## Problem details
Word for word, restate every line of the material.

## Data for this exercise
[start]

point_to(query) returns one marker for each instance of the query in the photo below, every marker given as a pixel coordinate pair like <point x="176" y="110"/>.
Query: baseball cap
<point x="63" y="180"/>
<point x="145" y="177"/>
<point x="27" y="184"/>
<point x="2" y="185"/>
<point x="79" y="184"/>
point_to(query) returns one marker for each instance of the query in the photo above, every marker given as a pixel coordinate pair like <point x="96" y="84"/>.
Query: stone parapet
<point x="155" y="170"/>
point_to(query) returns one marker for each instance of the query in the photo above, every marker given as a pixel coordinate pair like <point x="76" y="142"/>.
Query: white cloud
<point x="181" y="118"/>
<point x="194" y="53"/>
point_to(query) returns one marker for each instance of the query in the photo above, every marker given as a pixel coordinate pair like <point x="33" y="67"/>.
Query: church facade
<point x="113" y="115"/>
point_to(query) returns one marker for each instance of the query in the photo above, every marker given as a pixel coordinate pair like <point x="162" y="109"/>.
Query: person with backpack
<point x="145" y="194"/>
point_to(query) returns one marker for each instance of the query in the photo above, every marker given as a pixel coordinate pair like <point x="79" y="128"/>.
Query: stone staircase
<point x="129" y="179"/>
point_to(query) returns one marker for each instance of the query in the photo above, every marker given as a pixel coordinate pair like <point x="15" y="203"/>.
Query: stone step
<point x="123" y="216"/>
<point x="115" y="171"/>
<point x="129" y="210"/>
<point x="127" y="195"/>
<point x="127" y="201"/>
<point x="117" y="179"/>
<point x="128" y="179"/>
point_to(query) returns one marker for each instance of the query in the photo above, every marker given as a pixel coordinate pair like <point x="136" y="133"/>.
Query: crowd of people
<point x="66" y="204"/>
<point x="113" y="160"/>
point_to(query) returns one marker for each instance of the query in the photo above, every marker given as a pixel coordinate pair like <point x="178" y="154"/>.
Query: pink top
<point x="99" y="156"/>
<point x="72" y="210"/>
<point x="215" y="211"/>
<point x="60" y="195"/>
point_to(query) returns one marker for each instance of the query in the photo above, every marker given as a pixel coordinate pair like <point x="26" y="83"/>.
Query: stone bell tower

[end]

## Written answer
point_to(query) returns one marker for each instance of the query in the photo below, every marker given as a pixel coordinate pair like <point x="176" y="110"/>.
Query: baseball cap
<point x="63" y="180"/>
<point x="145" y="177"/>
<point x="27" y="184"/>
<point x="2" y="185"/>
<point x="79" y="184"/>
point_to(query) returns one marker for each instance of the query in the photo above, every marker given as a pixel coordinate pair like <point x="96" y="84"/>.
Query: stone parapet
<point x="155" y="170"/>
point_to(query) returns one marker for each instance of the query in the photo above, every marker given as a pixel coordinate pair like <point x="76" y="142"/>.
Query: white cloud
<point x="181" y="118"/>
<point x="194" y="53"/>
point_to(query) returns one marker for each instance of the query in the photo above, every marker given as a pixel coordinate pair like <point x="33" y="67"/>.
Query: church facade
<point x="113" y="115"/>
point_to(query) returns one marker for each instance of the query in the photo above, every marker given as a pixel coordinate pair like <point x="162" y="109"/>.
Query: person with backpack
<point x="145" y="194"/>
point_to(query) returns one marker for each instance of the query in the photo above, every marker given as a pixel coordinate pair like <point x="79" y="128"/>.
Query: stone staircase
<point x="129" y="179"/>
point_to(query) returns one marker for each instance of the query in the photo above, every marker given as a pixel coordinate pair like <point x="15" y="203"/>.
Query: stone step
<point x="123" y="216"/>
<point x="115" y="171"/>
<point x="129" y="210"/>
<point x="127" y="195"/>
<point x="127" y="201"/>
<point x="117" y="179"/>
<point x="128" y="179"/>
point_to(query) returns one marker for each instance of the query in the photo above, every marker given as a pixel coordinate pair like <point x="136" y="133"/>.
Query: crowd of people
<point x="66" y="204"/>
<point x="113" y="160"/>
point_to(query) returns one marker for each instance of the query in the photo above, every marker given as a pixel coordinate pair like <point x="178" y="154"/>.
Query: pink top
<point x="99" y="156"/>
<point x="72" y="210"/>
<point x="215" y="211"/>
<point x="60" y="195"/>
point_to(query) returns one marker for each instance of the query in the photo above, every marker given as a pixel coordinate pair like <point x="26" y="83"/>.
Query: stone bell tower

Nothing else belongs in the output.